Enough of the angry old men
I’m tired of angry old men.
I’m tired of seeing them. Red in the face. Eyes in a squint. Finger jabbing the air to punctuate a guttural tirade against whatever happens to be annoying them at the moment.
I’m tired of hearing them. Raspy voices tuned to the key of inchoate outrage pouring forth litanies of agrievedness for which the remedy is ever and ever the same: Do it my way. Or else.
I’m tired of angry old men. Tired of giving over a national stage to the cranky old fart living down the block who harbors an irrational defensiveness concerning his lawn grass. Tired of the neighborhood growler who snatches up errant kickballs, rants against backyard water fights and threatens civil action against your family dog.
And I’ve no more patience for their female counterparts, the hissing, shaming, self-righteous cacklers demanding the world and everyone in it do as they say and damn the consequences. I’m tired of irate lecturing from Miss Grundy and Almira Gulch on what is and isn’t, should be and shouldn’t be and the dire fate that’s about to befall the lot of us if we do or if we don’t.
I’m tired of the harangues; the accusations; the tit-for-tats. I’m tired of hearing we’re hovering on the brink of apocalypse and that pinning on a campaign button or donning a red had is all we need do to usher in the Second Coming.

◆ **DATA**

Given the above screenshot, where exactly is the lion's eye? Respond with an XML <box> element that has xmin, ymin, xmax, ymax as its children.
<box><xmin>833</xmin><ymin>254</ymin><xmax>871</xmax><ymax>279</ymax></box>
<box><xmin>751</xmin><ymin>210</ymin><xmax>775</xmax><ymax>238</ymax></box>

◆ **JOBS**
1. In the essay about angry old men, what does the neighborhood growler snatch up?
2. Rewrite the part of the essay about angry old men starting with "I’m tired of seeing" and going on through "at the moment.", swapping "guttural" for "hoarse".
3. Carry the essay about angry old men further, picking up after its final sentence.

◆ **OUTPUTS IN ORDER**
1. Errant kickballs.

2.
I’m tired of seeing them. Red in the face. Eyes in a squint. Finger jabbing the air to punctuate a hoarse tirade against whatever happens to be annoying them at the moment.

3.
I’m tired of it. Too many of our politicians seem to have taken their cues from those “shoutatcha” preachers who dominate the late night airwaves with hellfire rants and pleas for ever more generous donations. They’re preaching the gospel of fear and loathing and the politics of damnation to a congregation directed to close their eyes, close their ears, close their minds; to simply, and simplistically, believe.
And blame.
We’re descending into the politics of the scapegoat. Wheat evil there is is the fault of some other – illegals and Islamists; billionaires and birthers; socialists and the one percent. The threat is from somewhere else, from someone else. Never of our own making, never rooted in our own mistakes. Eliminate what, who is the cause and all will be right with the world – just like in the good ol’ days.
So they put out the call to build walls. Tell the nation that “billionaires shouldn’t exist.” Draw the line between “us” and “them.”
And of course, “they” are to blame.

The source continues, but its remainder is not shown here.